» What is expected
A verbatim copy of the lines starting at the one with "Find the smiling" and ending at the last line below is required; include nothing else.

Records to use START

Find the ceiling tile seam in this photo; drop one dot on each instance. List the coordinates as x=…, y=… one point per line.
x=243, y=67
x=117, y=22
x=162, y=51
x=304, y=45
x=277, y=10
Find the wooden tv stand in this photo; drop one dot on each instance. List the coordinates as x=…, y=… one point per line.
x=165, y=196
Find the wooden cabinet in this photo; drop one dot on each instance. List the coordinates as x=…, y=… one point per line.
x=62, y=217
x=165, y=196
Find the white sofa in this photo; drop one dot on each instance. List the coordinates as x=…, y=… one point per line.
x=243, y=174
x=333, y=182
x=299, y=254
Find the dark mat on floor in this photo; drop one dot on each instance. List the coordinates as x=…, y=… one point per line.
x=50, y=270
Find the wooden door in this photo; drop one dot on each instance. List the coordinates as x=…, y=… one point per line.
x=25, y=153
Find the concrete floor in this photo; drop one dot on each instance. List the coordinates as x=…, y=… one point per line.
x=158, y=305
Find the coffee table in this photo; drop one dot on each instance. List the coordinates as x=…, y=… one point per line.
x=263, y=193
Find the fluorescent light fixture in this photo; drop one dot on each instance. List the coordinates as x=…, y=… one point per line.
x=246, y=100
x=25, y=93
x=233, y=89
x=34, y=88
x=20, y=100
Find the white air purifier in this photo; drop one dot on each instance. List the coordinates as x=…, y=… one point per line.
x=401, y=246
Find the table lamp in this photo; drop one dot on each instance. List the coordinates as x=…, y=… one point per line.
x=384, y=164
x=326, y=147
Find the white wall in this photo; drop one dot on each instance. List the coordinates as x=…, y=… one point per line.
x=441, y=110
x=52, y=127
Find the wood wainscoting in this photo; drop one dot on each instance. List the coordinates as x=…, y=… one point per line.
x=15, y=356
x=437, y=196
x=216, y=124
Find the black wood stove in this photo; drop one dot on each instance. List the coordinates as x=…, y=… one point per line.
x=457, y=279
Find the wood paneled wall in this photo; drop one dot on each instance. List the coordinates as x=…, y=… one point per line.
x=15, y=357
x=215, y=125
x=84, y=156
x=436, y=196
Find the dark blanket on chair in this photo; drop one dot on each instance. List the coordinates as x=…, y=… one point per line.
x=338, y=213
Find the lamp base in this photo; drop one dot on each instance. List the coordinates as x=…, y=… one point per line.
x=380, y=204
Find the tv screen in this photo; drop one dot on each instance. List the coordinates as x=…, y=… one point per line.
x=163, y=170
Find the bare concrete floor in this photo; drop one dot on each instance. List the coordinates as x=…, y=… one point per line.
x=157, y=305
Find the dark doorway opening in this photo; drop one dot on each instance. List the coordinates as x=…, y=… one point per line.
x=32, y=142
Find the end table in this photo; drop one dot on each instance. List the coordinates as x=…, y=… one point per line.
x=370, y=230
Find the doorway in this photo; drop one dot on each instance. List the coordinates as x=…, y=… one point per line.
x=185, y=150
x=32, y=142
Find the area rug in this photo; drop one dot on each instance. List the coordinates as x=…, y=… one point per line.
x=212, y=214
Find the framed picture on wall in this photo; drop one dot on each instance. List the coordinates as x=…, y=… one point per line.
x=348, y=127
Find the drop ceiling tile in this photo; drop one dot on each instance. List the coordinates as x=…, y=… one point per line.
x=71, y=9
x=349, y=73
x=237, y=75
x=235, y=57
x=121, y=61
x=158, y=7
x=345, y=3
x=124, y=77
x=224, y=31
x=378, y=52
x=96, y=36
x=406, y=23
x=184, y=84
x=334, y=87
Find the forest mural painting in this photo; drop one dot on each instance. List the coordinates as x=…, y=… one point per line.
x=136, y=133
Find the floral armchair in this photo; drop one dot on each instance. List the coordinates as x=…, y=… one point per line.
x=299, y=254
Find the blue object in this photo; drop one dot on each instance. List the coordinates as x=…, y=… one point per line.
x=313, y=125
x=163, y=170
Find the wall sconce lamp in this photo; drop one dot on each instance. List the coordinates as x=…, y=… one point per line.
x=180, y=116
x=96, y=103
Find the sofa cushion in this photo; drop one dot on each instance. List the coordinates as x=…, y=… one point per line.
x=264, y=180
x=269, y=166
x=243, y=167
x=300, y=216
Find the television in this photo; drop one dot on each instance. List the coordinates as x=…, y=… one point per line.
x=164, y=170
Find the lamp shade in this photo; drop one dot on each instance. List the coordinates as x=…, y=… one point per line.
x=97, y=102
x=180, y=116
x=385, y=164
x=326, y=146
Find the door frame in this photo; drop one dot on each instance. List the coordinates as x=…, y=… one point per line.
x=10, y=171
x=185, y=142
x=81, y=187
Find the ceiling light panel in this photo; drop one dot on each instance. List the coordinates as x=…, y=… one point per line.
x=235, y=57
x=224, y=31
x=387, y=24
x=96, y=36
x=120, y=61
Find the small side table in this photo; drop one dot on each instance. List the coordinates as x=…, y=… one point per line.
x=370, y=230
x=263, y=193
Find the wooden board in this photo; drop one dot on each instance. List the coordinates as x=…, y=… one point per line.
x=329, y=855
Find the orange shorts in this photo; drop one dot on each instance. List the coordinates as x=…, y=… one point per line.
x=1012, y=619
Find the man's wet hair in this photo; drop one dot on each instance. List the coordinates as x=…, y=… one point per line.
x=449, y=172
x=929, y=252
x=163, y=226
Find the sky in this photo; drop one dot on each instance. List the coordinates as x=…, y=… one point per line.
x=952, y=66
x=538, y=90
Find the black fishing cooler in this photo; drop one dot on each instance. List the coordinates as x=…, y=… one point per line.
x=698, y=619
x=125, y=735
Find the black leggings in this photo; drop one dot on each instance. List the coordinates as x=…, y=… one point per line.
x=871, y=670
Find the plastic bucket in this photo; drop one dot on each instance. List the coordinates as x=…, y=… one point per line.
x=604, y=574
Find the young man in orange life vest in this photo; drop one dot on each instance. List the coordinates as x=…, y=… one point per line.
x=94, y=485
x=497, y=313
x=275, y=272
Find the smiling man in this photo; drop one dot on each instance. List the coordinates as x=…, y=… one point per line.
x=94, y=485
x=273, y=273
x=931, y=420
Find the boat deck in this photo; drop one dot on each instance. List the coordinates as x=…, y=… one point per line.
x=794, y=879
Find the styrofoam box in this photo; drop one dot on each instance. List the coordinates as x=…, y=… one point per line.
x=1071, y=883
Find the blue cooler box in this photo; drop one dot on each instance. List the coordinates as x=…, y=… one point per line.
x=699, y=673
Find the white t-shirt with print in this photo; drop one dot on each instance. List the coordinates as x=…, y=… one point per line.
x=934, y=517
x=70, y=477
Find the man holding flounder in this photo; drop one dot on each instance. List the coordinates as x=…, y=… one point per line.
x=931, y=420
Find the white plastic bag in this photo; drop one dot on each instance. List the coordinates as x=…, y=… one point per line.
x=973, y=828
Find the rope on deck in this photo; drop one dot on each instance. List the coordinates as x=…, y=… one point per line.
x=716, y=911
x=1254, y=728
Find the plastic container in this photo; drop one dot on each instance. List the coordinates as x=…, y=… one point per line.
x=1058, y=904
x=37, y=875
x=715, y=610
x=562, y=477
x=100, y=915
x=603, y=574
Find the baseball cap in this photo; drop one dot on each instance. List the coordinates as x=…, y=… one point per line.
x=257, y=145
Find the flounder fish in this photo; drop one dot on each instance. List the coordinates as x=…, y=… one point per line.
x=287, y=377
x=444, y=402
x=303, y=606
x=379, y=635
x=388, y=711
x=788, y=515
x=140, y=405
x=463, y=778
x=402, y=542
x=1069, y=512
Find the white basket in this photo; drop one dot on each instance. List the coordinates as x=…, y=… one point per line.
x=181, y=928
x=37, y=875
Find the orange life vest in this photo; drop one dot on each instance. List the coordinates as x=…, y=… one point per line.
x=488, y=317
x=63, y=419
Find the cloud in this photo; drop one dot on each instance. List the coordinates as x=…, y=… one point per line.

Records to use END

» Result of this task
Find the smiling man in this photo; drop one dot on each instance. List the coordinates as x=…, y=… one point per line.
x=94, y=485
x=273, y=273
x=931, y=420
Find the boat deck in this photo; drop one dot on each instance. List the coordinates as x=…, y=… one point per line.
x=794, y=879
Find the styrofoam box in this photo; drop one dot on each instance. List the coordinates as x=…, y=… one point per line.
x=1071, y=883
Find the blue cooler box in this photo; drop one dot on each instance. List the coordinates as x=…, y=… one point per line.
x=699, y=673
Find the white t-shirt with print in this photo; drop one dot on each instance. List the coordinates as x=…, y=… one point per line.
x=934, y=517
x=70, y=477
Find the man holding flounder in this photo; drop one dot on each instance. List the coordinates as x=…, y=… one point per line.
x=931, y=420
Find the white plastic bag in this photo; drop one dot on each instance. List the coordinates as x=…, y=… one point per line.
x=973, y=828
Find the rope on deck in this photo; drop one dot on each instance. List the coordinates as x=…, y=… one point per line.
x=716, y=911
x=1254, y=728
Find the plastic container in this photo; drop one dot on each instance. List the coordinates as x=…, y=… one point per line.
x=1058, y=904
x=37, y=875
x=715, y=610
x=562, y=477
x=100, y=915
x=603, y=574
Find the baseball cap in this photo; drop one dot on each instance. List the coordinates as x=…, y=… one point per line.
x=257, y=145
Find the flounder fish in this photo; drop one dot on each instance. List the coordinates as x=…, y=… one point per line.
x=287, y=377
x=444, y=402
x=303, y=606
x=379, y=635
x=388, y=711
x=788, y=515
x=140, y=405
x=463, y=778
x=402, y=542
x=1069, y=512
Find the white basket in this photo; drop one dot on each instance. List the coordinates as x=…, y=… one point per line.
x=181, y=928
x=37, y=875
Find the orange life vest in this photo; drop one dot on each instance. List the coordinates as x=…, y=… one point per line.
x=488, y=317
x=63, y=419
Find the cloud in this photo; drop one dot on each instance. List the coordinates as x=…, y=… one point per line.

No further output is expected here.